_Short exercise:_
Reproduce the rows without any changes, starting at the first line and ending at the line containing "0 29 L 0 66", both included. Leave the pictures out of your answer.

_Source data:_
----------------
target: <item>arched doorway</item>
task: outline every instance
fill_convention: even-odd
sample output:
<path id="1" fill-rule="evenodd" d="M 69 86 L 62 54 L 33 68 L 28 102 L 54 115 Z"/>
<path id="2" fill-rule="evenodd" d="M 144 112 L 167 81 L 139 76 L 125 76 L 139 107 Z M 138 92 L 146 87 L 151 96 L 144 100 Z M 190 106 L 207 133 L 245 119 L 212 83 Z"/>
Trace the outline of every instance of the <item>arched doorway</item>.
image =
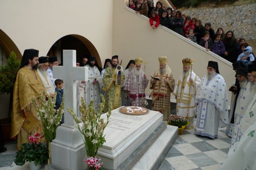
<path id="1" fill-rule="evenodd" d="M 94 46 L 88 39 L 83 36 L 76 34 L 71 34 L 64 36 L 53 44 L 49 50 L 47 55 L 57 56 L 59 63 L 63 58 L 63 49 L 74 49 L 76 50 L 76 57 L 80 61 L 84 57 L 90 56 L 95 57 L 100 67 L 102 67 L 101 61 L 99 54 Z"/>
<path id="2" fill-rule="evenodd" d="M 0 29 L 0 66 L 7 63 L 7 58 L 14 51 L 19 59 L 22 55 L 13 40 L 2 30 Z"/>

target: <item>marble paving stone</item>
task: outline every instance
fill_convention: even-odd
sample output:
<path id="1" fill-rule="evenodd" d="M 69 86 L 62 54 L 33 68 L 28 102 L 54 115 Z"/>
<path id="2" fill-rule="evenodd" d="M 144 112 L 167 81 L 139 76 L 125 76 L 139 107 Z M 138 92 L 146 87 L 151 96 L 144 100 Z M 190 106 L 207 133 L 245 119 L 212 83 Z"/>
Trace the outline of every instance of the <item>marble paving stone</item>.
<path id="1" fill-rule="evenodd" d="M 183 130 L 183 132 L 182 132 L 182 134 L 179 134 L 179 136 L 182 136 L 184 134 L 191 134 L 191 133 L 190 133 L 188 131 L 187 131 L 186 130 L 184 129 Z"/>
<path id="2" fill-rule="evenodd" d="M 224 149 L 220 149 L 221 151 L 223 152 L 224 153 L 226 153 L 227 154 L 228 153 L 228 151 L 229 151 L 229 148 L 224 148 Z"/>
<path id="3" fill-rule="evenodd" d="M 226 134 L 226 132 L 227 132 L 227 130 L 219 130 L 220 131 L 221 131 L 221 132 L 223 132 L 224 134 Z"/>
<path id="4" fill-rule="evenodd" d="M 175 168 L 175 170 L 188 170 L 199 167 L 185 155 L 168 157 L 166 159 Z"/>
<path id="5" fill-rule="evenodd" d="M 16 153 L 0 155 L 0 167 L 10 166 L 15 158 Z"/>
<path id="6" fill-rule="evenodd" d="M 205 152 L 204 153 L 219 163 L 224 162 L 228 156 L 226 153 L 219 150 Z"/>
<path id="7" fill-rule="evenodd" d="M 230 143 L 231 143 L 231 138 L 230 137 L 221 138 L 220 139 L 222 140 L 224 142 L 226 142 L 226 143 L 227 143 L 229 144 L 230 144 Z"/>
<path id="8" fill-rule="evenodd" d="M 219 170 L 220 166 L 220 164 L 216 164 L 210 166 L 201 167 L 201 168 L 203 170 Z"/>
<path id="9" fill-rule="evenodd" d="M 203 152 L 218 149 L 205 141 L 195 142 L 191 144 Z"/>
<path id="10" fill-rule="evenodd" d="M 194 134 L 184 134 L 180 135 L 180 137 L 189 143 L 203 141 L 203 140 L 197 138 Z"/>
<path id="11" fill-rule="evenodd" d="M 222 139 L 222 138 L 225 138 L 228 137 L 228 136 L 225 133 L 221 132 L 221 131 L 218 132 L 218 139 Z"/>
<path id="12" fill-rule="evenodd" d="M 197 134 L 194 134 L 194 135 L 195 135 L 195 136 L 196 136 L 197 138 L 199 138 L 201 139 L 204 140 L 204 141 L 212 140 L 212 139 L 211 138 L 209 138 L 207 136 L 199 135 L 197 135 Z"/>
<path id="13" fill-rule="evenodd" d="M 194 147 L 190 143 L 183 143 L 175 145 L 173 145 L 173 147 L 175 147 L 183 155 L 188 155 L 201 152 L 200 150 L 197 149 L 195 147 Z"/>
<path id="14" fill-rule="evenodd" d="M 15 153 L 17 152 L 17 144 L 10 144 L 5 145 L 5 147 L 7 149 L 6 151 L 3 152 L 0 152 L 0 155 L 12 154 Z"/>
<path id="15" fill-rule="evenodd" d="M 219 139 L 206 140 L 205 142 L 219 149 L 229 147 L 228 143 Z"/>
<path id="16" fill-rule="evenodd" d="M 2 167 L 0 168 L 0 170 L 5 170 L 9 168 L 9 166 Z"/>
<path id="17" fill-rule="evenodd" d="M 158 170 L 175 170 L 175 168 L 168 161 L 165 159 L 159 168 Z"/>
<path id="18" fill-rule="evenodd" d="M 204 154 L 197 153 L 186 156 L 199 167 L 218 164 L 218 162 Z"/>
<path id="19" fill-rule="evenodd" d="M 221 130 L 226 130 L 227 129 L 227 127 L 224 127 L 223 128 L 219 128 L 218 130 L 221 131 Z"/>
<path id="20" fill-rule="evenodd" d="M 175 143 L 174 143 L 174 145 L 177 145 L 178 144 L 186 143 L 187 143 L 187 142 L 183 140 L 182 138 L 178 136 Z"/>
<path id="21" fill-rule="evenodd" d="M 175 147 L 172 147 L 169 153 L 168 153 L 168 154 L 167 154 L 166 157 L 177 157 L 181 155 L 183 155 L 183 154 L 180 151 L 178 151 Z"/>
<path id="22" fill-rule="evenodd" d="M 186 129 L 186 130 L 188 132 L 189 132 L 191 134 L 195 134 L 195 129 Z"/>
<path id="23" fill-rule="evenodd" d="M 12 140 L 10 141 L 5 142 L 5 146 L 6 145 L 9 145 L 10 144 L 17 144 L 17 140 Z"/>

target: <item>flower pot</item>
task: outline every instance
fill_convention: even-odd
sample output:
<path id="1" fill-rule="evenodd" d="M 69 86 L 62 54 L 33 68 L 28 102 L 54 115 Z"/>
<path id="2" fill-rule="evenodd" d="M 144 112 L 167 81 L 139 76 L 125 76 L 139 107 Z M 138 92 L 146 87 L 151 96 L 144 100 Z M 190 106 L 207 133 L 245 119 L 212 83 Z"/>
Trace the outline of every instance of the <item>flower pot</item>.
<path id="1" fill-rule="evenodd" d="M 179 128 L 179 131 L 178 131 L 179 134 L 182 134 L 182 133 L 183 133 L 183 130 L 185 129 L 185 128 L 186 127 L 186 125 L 185 126 L 182 126 L 181 128 Z"/>
<path id="2" fill-rule="evenodd" d="M 34 161 L 29 162 L 29 169 L 30 170 L 38 170 L 40 169 L 41 167 L 42 167 L 42 165 L 41 164 L 39 164 L 38 166 L 36 166 Z"/>

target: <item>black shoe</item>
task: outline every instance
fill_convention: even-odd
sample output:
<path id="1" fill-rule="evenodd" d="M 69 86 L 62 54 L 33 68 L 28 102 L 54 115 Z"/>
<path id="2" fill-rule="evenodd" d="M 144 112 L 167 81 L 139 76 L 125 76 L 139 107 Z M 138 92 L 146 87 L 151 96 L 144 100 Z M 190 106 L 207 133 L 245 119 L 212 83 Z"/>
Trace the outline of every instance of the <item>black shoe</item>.
<path id="1" fill-rule="evenodd" d="M 7 150 L 6 148 L 3 148 L 2 149 L 0 150 L 0 152 L 4 152 Z"/>

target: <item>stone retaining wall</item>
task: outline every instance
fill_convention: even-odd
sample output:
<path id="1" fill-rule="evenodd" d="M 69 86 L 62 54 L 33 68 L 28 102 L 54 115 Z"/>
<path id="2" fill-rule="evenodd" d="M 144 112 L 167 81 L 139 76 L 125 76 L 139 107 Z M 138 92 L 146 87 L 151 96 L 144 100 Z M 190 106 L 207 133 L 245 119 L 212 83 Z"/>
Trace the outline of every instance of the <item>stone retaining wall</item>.
<path id="1" fill-rule="evenodd" d="M 204 26 L 209 22 L 216 32 L 222 27 L 226 32 L 234 31 L 236 38 L 256 40 L 256 3 L 211 9 L 182 10 L 182 13 L 201 20 Z"/>

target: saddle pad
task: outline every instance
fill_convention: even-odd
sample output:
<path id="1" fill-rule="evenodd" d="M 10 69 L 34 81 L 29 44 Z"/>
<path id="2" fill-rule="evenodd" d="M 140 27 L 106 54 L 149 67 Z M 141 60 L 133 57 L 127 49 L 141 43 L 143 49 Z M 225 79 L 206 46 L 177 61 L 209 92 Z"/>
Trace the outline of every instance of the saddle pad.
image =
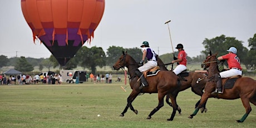
<path id="1" fill-rule="evenodd" d="M 235 81 L 238 78 L 229 78 L 227 80 L 226 83 L 225 83 L 225 85 L 224 86 L 224 89 L 229 89 L 232 88 L 233 86 L 234 85 L 235 83 Z"/>
<path id="2" fill-rule="evenodd" d="M 179 73 L 178 76 L 180 77 L 187 77 L 189 75 L 188 72 L 181 72 Z"/>

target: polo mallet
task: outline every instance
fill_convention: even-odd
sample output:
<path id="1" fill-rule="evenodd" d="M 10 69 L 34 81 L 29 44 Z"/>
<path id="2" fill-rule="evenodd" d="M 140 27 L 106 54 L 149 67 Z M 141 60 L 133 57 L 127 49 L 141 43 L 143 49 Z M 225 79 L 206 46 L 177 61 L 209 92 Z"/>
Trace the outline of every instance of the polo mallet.
<path id="1" fill-rule="evenodd" d="M 171 22 L 171 20 L 167 21 L 165 22 L 164 24 L 166 24 L 168 26 L 168 30 L 169 30 L 169 34 L 170 35 L 170 40 L 171 40 L 171 48 L 173 50 L 173 58 L 175 58 L 175 56 L 174 56 L 174 50 L 173 50 L 173 42 L 171 41 L 171 32 L 170 31 L 170 27 L 169 27 L 169 22 Z M 171 65 L 171 70 L 173 70 L 173 63 Z"/>
<path id="2" fill-rule="evenodd" d="M 171 40 L 171 48 L 173 50 L 173 53 L 174 53 L 174 50 L 173 50 L 173 42 L 171 41 L 171 32 L 170 31 L 170 27 L 169 27 L 169 22 L 171 22 L 171 20 L 165 22 L 164 24 L 166 24 L 168 26 L 168 29 L 169 29 L 169 34 L 170 35 L 170 40 Z"/>

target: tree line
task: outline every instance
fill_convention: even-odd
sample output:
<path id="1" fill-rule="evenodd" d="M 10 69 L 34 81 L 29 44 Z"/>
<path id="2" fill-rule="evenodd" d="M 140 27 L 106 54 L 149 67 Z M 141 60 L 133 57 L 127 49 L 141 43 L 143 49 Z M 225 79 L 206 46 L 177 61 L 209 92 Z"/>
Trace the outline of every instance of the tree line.
<path id="1" fill-rule="evenodd" d="M 211 51 L 213 53 L 218 53 L 219 56 L 227 53 L 227 50 L 230 47 L 234 46 L 238 49 L 237 55 L 239 57 L 242 64 L 245 66 L 247 69 L 255 70 L 256 63 L 256 33 L 254 36 L 248 39 L 248 50 L 244 46 L 243 41 L 235 39 L 235 37 L 226 37 L 221 35 L 211 39 L 205 38 L 202 44 L 205 50 L 201 51 L 201 55 L 192 58 L 188 57 L 188 62 L 201 62 Z M 60 68 L 72 70 L 77 66 L 84 68 L 91 69 L 91 71 L 95 73 L 96 67 L 102 67 L 105 66 L 112 66 L 121 55 L 122 51 L 127 51 L 137 62 L 140 62 L 142 58 L 140 48 L 125 48 L 122 47 L 110 46 L 105 53 L 101 47 L 96 46 L 90 48 L 86 46 L 82 47 L 66 64 L 65 67 Z M 170 63 L 172 60 L 173 54 L 177 56 L 178 52 L 166 53 L 159 56 L 165 63 Z M 227 65 L 227 62 L 225 65 Z M 57 61 L 52 56 L 48 58 L 33 58 L 21 57 L 12 57 L 8 58 L 4 55 L 0 56 L 0 68 L 3 66 L 13 66 L 14 68 L 21 72 L 31 72 L 34 70 L 35 66 L 38 66 L 40 70 L 44 67 L 50 71 L 51 67 L 55 68 L 60 66 Z"/>

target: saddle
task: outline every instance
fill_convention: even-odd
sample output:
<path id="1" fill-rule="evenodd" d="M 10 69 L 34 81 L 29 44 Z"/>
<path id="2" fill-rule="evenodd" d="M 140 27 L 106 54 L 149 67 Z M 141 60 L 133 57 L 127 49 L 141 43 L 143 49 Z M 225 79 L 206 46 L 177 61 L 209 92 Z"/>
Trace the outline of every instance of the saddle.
----------------
_Problem solution:_
target: <item>arched doorway</item>
task: outline every instance
fill_convention: even-odd
sample output:
<path id="1" fill-rule="evenodd" d="M 69 86 L 62 54 L 33 68 L 28 102 L 54 115 Z"/>
<path id="2" fill-rule="evenodd" d="M 144 112 L 167 81 L 139 76 L 125 76 L 139 107 Z M 138 92 L 146 87 L 151 96 L 144 100 Z M 190 106 L 207 133 L 245 119 L 212 83 Z"/>
Trace the outline of every instance of the <item>arched doorway</item>.
image =
<path id="1" fill-rule="evenodd" d="M 94 46 L 88 39 L 83 36 L 76 34 L 71 34 L 64 36 L 53 44 L 49 50 L 47 55 L 57 56 L 59 63 L 63 58 L 63 49 L 74 49 L 76 50 L 76 57 L 80 61 L 84 57 L 90 56 L 95 57 L 100 67 L 102 67 L 101 61 L 99 54 Z"/>
<path id="2" fill-rule="evenodd" d="M 0 29 L 0 66 L 7 63 L 7 58 L 14 51 L 19 59 L 22 55 L 13 40 L 2 30 Z"/>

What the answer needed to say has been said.